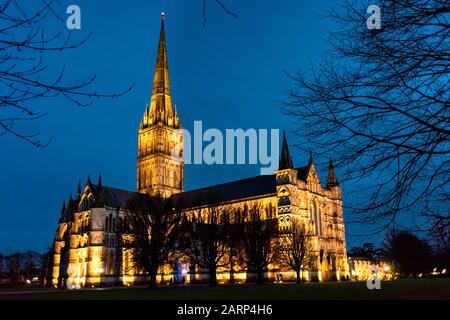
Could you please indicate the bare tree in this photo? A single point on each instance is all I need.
(26, 82)
(209, 239)
(152, 223)
(379, 102)
(295, 245)
(259, 240)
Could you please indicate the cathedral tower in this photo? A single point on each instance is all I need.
(160, 164)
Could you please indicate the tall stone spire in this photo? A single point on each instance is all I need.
(285, 158)
(332, 179)
(161, 102)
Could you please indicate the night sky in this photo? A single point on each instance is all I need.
(229, 74)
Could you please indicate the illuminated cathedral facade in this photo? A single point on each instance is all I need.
(87, 247)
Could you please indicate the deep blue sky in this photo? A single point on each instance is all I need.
(227, 74)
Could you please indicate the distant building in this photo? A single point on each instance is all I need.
(87, 246)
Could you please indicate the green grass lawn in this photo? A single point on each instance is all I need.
(397, 289)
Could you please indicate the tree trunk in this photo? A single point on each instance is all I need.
(260, 276)
(153, 272)
(212, 276)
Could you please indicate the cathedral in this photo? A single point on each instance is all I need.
(86, 247)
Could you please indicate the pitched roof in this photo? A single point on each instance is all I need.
(116, 198)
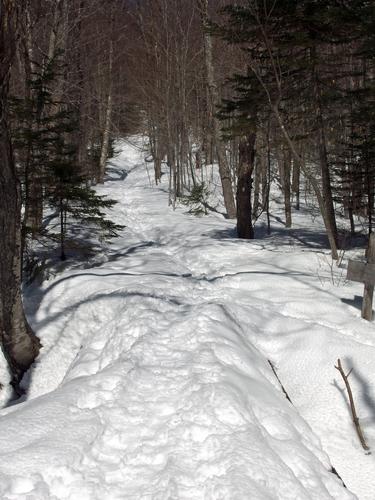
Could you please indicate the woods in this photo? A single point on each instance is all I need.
(187, 193)
(277, 94)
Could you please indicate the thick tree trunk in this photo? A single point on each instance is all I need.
(108, 110)
(311, 179)
(244, 183)
(287, 191)
(296, 184)
(323, 155)
(19, 345)
(224, 170)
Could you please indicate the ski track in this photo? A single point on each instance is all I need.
(153, 382)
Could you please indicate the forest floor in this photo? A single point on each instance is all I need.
(154, 383)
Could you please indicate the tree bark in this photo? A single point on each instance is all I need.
(224, 170)
(19, 344)
(244, 184)
(287, 191)
(108, 117)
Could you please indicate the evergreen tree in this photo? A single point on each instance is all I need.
(46, 146)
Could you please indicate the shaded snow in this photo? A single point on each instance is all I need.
(154, 384)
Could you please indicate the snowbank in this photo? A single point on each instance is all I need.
(150, 384)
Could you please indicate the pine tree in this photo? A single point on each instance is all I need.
(46, 146)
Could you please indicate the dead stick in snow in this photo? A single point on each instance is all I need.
(332, 470)
(352, 406)
(278, 379)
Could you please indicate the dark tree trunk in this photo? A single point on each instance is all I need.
(296, 184)
(19, 345)
(287, 191)
(323, 154)
(244, 183)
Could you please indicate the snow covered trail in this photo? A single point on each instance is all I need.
(153, 382)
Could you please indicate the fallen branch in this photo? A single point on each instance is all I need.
(332, 469)
(278, 379)
(352, 406)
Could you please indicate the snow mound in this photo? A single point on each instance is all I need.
(148, 386)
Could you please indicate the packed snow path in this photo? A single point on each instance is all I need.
(153, 383)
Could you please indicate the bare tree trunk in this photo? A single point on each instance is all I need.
(214, 101)
(108, 117)
(19, 345)
(313, 182)
(244, 183)
(296, 184)
(323, 157)
(286, 184)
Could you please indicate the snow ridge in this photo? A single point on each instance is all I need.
(149, 385)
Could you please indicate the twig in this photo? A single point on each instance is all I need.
(352, 406)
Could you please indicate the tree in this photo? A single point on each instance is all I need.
(19, 345)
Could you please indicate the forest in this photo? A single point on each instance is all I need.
(188, 146)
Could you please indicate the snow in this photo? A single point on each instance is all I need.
(154, 383)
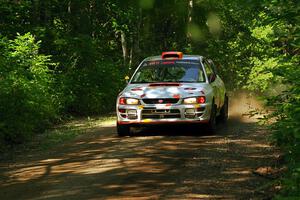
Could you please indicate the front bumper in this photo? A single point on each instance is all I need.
(163, 114)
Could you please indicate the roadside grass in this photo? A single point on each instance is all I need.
(68, 131)
(58, 134)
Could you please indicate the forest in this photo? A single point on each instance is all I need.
(62, 58)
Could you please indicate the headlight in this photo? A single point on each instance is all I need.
(131, 101)
(191, 100)
(128, 101)
(194, 100)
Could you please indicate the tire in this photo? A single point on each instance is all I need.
(212, 124)
(223, 117)
(123, 130)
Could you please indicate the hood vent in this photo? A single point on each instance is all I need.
(164, 84)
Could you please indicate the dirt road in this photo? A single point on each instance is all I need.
(167, 163)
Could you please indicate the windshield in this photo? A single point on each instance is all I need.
(169, 71)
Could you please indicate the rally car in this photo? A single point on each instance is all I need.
(172, 88)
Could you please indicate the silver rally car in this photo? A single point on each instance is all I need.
(172, 88)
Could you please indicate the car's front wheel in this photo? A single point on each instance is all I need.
(123, 130)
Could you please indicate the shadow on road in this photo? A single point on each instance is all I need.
(167, 163)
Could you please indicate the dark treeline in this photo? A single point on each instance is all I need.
(69, 57)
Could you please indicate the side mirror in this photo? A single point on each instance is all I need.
(212, 78)
(126, 79)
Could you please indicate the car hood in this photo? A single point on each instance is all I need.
(165, 90)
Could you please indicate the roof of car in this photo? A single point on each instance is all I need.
(185, 57)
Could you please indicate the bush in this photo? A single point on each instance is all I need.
(27, 100)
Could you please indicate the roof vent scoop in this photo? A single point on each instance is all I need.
(172, 55)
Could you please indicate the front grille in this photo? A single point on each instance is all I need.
(161, 114)
(160, 101)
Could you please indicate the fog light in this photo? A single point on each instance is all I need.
(190, 111)
(132, 114)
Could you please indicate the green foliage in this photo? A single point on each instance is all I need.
(95, 43)
(27, 101)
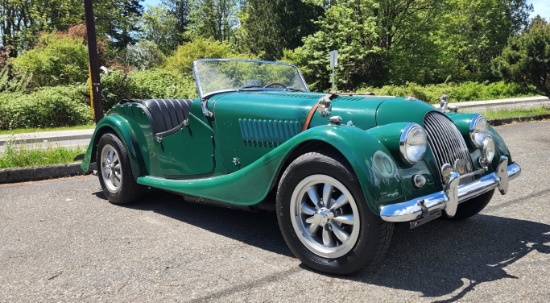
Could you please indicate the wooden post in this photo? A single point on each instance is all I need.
(95, 83)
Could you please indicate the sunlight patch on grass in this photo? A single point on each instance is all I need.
(32, 130)
(19, 155)
(503, 114)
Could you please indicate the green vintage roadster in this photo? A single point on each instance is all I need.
(337, 169)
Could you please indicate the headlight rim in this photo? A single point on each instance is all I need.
(473, 130)
(403, 143)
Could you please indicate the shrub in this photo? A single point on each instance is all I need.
(468, 91)
(56, 60)
(46, 107)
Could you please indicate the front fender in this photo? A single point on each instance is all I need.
(372, 163)
(251, 184)
(122, 128)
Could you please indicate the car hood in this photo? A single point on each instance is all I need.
(363, 111)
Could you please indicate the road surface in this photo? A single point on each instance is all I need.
(61, 241)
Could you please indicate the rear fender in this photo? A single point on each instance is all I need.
(122, 128)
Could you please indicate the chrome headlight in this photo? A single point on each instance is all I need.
(478, 130)
(487, 152)
(413, 143)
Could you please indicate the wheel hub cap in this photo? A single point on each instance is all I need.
(325, 216)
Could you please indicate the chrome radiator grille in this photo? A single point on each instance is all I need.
(447, 142)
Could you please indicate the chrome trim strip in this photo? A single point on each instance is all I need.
(454, 194)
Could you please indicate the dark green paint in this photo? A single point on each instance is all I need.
(214, 158)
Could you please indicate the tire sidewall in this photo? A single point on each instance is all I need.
(124, 194)
(364, 249)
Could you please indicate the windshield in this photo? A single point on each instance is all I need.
(220, 75)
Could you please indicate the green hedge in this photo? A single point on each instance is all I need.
(46, 107)
(468, 91)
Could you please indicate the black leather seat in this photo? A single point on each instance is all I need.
(167, 115)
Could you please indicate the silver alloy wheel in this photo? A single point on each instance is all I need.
(325, 216)
(111, 170)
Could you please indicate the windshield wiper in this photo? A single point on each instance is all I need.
(247, 87)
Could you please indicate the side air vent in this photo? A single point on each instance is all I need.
(272, 132)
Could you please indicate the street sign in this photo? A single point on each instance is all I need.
(333, 59)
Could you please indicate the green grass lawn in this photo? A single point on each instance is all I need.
(22, 156)
(32, 130)
(503, 114)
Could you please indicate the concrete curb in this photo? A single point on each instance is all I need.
(16, 175)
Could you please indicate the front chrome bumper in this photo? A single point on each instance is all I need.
(448, 199)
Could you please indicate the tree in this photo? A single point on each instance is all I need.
(212, 19)
(526, 58)
(144, 55)
(118, 20)
(270, 26)
(473, 32)
(159, 26)
(22, 20)
(56, 60)
(374, 38)
(183, 57)
(180, 10)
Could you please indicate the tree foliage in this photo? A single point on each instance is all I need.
(213, 19)
(22, 20)
(183, 57)
(56, 60)
(270, 26)
(526, 58)
(400, 41)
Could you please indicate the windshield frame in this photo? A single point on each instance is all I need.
(203, 95)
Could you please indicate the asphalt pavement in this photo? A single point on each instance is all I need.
(62, 241)
(81, 138)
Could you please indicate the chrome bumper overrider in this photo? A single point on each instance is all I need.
(423, 208)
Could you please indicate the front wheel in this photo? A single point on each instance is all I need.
(115, 174)
(324, 217)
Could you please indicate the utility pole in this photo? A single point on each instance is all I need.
(95, 85)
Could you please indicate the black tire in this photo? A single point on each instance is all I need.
(368, 236)
(114, 171)
(472, 207)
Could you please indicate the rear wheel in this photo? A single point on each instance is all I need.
(473, 206)
(115, 174)
(324, 217)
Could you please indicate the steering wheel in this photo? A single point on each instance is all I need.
(275, 84)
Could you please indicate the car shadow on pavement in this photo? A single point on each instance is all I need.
(258, 228)
(450, 259)
(442, 259)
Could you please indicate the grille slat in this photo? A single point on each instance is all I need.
(446, 141)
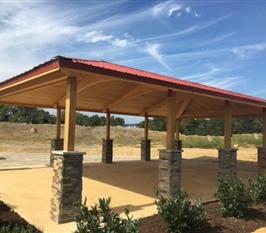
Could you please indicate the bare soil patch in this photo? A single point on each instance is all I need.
(255, 218)
(10, 217)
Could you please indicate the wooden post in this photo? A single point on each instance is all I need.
(58, 122)
(227, 125)
(146, 127)
(177, 129)
(108, 123)
(264, 127)
(70, 114)
(171, 111)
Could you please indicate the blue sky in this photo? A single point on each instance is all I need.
(217, 43)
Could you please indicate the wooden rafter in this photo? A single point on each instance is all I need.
(154, 107)
(83, 84)
(136, 91)
(32, 84)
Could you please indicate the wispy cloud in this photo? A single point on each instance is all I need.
(249, 50)
(94, 37)
(172, 8)
(154, 51)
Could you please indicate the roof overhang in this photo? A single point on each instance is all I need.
(122, 90)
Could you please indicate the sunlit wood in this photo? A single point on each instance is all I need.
(70, 114)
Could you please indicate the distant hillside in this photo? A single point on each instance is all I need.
(37, 137)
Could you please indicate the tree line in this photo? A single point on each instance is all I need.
(203, 127)
(30, 115)
(195, 126)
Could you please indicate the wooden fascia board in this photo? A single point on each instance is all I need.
(34, 82)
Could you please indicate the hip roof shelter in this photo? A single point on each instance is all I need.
(98, 86)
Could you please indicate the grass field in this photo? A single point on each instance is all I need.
(13, 133)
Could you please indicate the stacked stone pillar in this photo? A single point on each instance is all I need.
(178, 144)
(227, 164)
(169, 172)
(56, 144)
(66, 186)
(107, 151)
(261, 160)
(146, 149)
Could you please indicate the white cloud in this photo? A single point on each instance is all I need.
(153, 50)
(212, 77)
(166, 8)
(120, 43)
(94, 37)
(174, 9)
(249, 50)
(188, 9)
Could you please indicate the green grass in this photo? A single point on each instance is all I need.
(123, 136)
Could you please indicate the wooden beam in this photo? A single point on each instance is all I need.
(70, 114)
(58, 122)
(146, 127)
(177, 129)
(264, 127)
(227, 125)
(182, 108)
(108, 123)
(155, 107)
(171, 112)
(82, 85)
(43, 80)
(136, 91)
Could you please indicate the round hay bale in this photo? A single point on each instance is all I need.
(33, 130)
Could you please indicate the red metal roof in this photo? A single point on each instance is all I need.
(192, 86)
(124, 72)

> WORK ORDER: Reproduce, with both ends included, the lines from the one holding "Could you please indicate the white" to the end of the records above.

> TASK RESULT:
Could you please indicate the white cloud in this photo? A single point on each instance is all I need.
(153, 50)
(212, 77)
(166, 8)
(120, 43)
(94, 37)
(174, 9)
(249, 50)
(188, 9)
Could you please indicate the green grass in this photo? A single point on each instance is all I need.
(123, 136)
Could you please indicate the wooden beam in this photo? A single point on each instance is all I need.
(70, 114)
(58, 122)
(146, 127)
(177, 129)
(264, 127)
(227, 125)
(182, 108)
(108, 123)
(155, 107)
(171, 112)
(82, 85)
(43, 80)
(136, 91)
Could you please indicate the round hay bale in this photo? A single point on each instance is all I need.
(33, 130)
Could you please indicate the red metal roof in this photo? A single point on each instance is all I need.
(192, 86)
(124, 72)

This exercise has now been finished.